## BEGIN Data provided

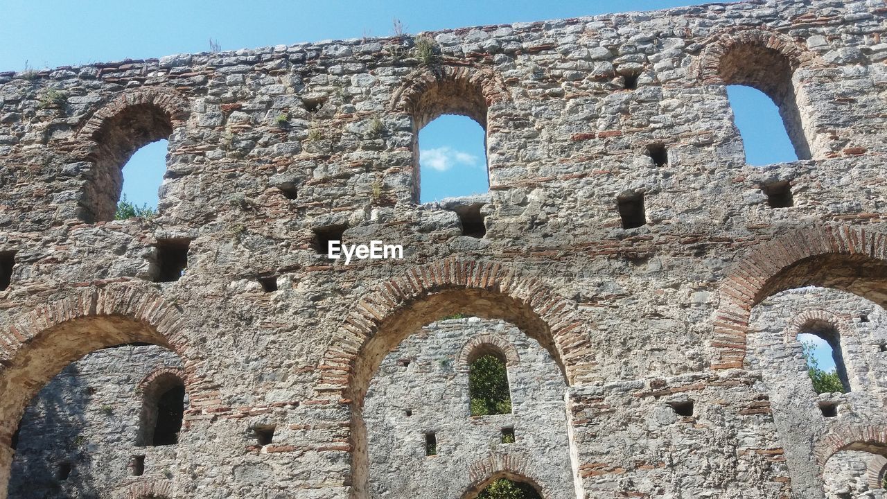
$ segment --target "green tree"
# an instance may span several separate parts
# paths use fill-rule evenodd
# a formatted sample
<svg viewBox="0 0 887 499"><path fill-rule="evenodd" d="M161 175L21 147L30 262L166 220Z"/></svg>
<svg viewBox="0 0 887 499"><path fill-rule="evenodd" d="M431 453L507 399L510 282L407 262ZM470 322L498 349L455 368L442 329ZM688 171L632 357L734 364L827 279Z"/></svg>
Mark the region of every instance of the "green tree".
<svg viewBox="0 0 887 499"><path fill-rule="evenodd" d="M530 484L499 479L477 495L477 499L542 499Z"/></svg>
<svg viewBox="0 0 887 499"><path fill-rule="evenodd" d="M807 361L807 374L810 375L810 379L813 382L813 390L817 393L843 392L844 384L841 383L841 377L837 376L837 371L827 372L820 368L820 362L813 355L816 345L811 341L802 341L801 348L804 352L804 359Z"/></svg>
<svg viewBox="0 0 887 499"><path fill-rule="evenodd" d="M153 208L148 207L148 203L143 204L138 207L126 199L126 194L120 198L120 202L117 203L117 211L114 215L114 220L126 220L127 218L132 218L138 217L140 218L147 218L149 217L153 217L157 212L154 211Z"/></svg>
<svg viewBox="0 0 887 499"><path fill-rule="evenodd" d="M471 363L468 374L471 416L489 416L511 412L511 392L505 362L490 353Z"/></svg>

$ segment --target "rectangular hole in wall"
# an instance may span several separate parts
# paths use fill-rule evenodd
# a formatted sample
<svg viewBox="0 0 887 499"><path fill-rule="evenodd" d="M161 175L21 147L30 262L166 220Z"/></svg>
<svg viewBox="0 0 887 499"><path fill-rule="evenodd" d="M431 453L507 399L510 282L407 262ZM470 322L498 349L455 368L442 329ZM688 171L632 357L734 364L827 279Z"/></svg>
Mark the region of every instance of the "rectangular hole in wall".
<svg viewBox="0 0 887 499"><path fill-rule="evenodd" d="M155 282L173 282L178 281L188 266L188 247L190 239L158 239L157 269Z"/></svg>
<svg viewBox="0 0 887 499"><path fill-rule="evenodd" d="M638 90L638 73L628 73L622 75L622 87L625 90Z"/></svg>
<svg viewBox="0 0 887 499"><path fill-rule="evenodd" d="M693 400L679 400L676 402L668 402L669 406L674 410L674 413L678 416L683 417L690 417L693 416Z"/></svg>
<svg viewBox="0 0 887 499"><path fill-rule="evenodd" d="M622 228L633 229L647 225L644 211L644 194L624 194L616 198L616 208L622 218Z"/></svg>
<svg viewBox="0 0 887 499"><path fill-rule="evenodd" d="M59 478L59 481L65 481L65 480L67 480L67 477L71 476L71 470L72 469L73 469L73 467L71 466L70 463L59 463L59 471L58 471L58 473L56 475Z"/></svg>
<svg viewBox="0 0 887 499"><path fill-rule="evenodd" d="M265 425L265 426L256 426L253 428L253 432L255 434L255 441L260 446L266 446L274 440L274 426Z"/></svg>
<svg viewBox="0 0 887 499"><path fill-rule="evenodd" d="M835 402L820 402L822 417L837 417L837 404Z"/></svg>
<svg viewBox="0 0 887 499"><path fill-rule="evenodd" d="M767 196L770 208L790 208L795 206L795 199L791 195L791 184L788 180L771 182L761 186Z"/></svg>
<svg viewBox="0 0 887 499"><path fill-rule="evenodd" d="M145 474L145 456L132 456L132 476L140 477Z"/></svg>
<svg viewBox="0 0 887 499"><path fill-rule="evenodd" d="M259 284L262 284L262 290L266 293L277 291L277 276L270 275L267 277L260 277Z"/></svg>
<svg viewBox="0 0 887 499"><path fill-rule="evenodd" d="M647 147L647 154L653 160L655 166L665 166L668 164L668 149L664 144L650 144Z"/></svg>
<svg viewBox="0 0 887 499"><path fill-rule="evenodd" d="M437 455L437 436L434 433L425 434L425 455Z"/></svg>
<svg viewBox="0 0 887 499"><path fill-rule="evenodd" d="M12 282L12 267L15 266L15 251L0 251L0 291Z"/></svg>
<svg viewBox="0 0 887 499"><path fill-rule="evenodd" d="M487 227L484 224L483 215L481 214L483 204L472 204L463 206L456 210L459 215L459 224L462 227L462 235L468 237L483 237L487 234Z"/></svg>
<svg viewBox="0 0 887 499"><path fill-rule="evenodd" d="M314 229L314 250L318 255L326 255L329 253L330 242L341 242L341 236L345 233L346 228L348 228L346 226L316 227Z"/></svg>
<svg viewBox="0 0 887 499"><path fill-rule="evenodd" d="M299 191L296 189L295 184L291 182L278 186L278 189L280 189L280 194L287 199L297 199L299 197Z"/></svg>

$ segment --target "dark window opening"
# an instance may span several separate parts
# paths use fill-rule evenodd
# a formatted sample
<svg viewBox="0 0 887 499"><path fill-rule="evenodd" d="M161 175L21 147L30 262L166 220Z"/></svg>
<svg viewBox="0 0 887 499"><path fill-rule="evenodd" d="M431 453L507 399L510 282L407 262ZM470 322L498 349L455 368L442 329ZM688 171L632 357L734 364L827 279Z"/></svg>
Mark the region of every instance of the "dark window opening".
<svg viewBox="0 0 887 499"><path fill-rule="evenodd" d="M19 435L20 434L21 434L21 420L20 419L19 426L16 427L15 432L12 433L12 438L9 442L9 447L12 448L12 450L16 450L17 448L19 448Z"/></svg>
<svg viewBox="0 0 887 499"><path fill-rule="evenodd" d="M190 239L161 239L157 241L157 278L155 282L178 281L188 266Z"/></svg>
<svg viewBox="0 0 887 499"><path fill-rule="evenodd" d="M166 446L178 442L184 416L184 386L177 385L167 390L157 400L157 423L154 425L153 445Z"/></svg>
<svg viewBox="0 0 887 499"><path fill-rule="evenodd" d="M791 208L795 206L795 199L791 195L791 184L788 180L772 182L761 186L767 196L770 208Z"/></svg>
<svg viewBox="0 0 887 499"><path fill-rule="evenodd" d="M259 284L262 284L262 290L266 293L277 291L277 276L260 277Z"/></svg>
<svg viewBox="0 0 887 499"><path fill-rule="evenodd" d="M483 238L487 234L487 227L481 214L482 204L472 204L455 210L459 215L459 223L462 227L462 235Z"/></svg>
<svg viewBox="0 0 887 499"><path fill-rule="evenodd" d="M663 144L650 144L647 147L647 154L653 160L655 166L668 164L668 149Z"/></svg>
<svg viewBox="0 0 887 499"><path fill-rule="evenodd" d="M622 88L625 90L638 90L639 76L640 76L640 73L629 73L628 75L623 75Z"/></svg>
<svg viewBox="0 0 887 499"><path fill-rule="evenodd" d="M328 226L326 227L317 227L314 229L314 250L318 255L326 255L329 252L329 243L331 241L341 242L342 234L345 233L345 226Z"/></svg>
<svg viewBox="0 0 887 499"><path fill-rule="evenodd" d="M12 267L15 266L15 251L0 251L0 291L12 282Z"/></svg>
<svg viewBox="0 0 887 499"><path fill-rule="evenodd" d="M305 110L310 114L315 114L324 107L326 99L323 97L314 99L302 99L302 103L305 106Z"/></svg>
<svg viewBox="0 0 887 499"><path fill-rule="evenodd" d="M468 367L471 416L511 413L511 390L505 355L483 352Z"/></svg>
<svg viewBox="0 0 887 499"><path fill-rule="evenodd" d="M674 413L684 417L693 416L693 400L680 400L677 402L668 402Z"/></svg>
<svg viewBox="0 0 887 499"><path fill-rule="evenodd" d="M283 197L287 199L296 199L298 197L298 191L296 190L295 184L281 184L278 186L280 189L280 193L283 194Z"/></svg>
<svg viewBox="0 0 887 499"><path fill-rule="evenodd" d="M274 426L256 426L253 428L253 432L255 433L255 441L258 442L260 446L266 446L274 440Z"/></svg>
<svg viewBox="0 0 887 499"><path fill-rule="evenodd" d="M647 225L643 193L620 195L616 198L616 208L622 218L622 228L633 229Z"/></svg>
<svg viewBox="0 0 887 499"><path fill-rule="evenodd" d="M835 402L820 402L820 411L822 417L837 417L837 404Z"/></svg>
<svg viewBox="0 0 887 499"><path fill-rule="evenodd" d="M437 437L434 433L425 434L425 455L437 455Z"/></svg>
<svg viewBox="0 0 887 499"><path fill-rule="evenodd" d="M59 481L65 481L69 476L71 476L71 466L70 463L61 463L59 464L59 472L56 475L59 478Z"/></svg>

## END Data provided
## BEGIN Data provided

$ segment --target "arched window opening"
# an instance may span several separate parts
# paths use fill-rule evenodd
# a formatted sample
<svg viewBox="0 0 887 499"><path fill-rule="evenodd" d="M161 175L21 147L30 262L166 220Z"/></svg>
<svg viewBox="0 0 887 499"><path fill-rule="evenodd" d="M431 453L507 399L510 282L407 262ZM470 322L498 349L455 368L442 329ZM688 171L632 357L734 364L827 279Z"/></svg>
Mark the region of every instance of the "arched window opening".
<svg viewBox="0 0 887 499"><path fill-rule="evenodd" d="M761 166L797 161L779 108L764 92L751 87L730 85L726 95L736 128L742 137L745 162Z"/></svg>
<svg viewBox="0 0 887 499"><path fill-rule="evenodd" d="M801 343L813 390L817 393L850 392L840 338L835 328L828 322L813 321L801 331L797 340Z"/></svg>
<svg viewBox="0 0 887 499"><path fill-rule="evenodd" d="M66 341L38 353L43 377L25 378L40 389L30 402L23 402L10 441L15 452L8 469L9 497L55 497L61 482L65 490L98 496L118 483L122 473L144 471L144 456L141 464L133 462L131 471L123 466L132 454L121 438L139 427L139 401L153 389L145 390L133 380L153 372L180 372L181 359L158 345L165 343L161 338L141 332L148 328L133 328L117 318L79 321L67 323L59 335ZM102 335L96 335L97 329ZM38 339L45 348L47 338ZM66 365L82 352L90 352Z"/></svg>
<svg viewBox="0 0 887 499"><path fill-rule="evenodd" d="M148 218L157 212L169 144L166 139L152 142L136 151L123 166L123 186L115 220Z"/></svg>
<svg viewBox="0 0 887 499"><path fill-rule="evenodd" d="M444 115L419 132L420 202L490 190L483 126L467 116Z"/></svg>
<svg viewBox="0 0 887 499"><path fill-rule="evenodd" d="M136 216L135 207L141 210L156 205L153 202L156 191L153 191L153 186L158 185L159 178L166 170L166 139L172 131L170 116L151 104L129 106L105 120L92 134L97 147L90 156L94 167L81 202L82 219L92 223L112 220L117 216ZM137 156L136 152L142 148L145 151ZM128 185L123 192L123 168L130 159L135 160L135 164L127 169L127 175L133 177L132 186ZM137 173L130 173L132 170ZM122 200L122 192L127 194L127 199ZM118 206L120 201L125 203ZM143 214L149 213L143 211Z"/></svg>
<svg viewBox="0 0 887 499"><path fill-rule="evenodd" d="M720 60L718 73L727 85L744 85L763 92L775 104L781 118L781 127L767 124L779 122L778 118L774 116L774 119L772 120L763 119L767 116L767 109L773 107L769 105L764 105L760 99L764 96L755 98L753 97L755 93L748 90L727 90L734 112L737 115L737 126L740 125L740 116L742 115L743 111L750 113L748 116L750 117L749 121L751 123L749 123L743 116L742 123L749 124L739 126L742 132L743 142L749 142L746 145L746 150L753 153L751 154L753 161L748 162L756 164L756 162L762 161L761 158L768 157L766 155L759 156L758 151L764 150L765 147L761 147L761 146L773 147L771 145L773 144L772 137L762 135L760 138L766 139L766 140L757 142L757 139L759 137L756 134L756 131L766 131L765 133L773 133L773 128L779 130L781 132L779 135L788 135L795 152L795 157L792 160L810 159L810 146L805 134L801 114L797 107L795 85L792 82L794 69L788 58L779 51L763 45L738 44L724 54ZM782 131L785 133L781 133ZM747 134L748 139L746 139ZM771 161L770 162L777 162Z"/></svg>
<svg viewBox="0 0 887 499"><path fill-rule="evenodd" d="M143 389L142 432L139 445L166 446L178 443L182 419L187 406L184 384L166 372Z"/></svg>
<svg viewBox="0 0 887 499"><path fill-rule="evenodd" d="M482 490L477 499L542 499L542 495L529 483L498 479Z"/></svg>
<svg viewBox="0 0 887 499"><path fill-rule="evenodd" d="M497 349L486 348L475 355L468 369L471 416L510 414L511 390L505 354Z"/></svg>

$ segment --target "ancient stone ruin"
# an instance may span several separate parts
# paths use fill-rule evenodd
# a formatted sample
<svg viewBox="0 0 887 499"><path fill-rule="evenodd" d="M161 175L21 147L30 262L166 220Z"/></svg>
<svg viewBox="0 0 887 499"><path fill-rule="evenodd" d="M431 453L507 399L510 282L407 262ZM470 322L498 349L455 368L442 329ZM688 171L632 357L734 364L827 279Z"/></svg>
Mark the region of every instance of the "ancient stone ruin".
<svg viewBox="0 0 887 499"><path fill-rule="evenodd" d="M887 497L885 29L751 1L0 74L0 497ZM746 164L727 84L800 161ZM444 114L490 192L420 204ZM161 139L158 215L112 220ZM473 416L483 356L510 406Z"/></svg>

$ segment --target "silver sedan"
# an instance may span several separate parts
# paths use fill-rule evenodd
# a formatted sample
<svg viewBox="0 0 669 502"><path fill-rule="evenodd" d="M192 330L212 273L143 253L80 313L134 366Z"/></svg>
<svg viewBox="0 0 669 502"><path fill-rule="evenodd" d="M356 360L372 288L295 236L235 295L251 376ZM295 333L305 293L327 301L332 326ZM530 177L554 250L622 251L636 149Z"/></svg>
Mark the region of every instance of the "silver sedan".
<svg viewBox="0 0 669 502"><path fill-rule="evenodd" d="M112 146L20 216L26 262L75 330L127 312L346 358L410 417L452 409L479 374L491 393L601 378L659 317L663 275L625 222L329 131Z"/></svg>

## END Data provided

_Work instructions:_
Return every line of the data listing above that contains the string "sedan", matching case exactly.

_Output of the exercise:_
$ segment --target "silver sedan"
Mark the region of every instance of the "silver sedan".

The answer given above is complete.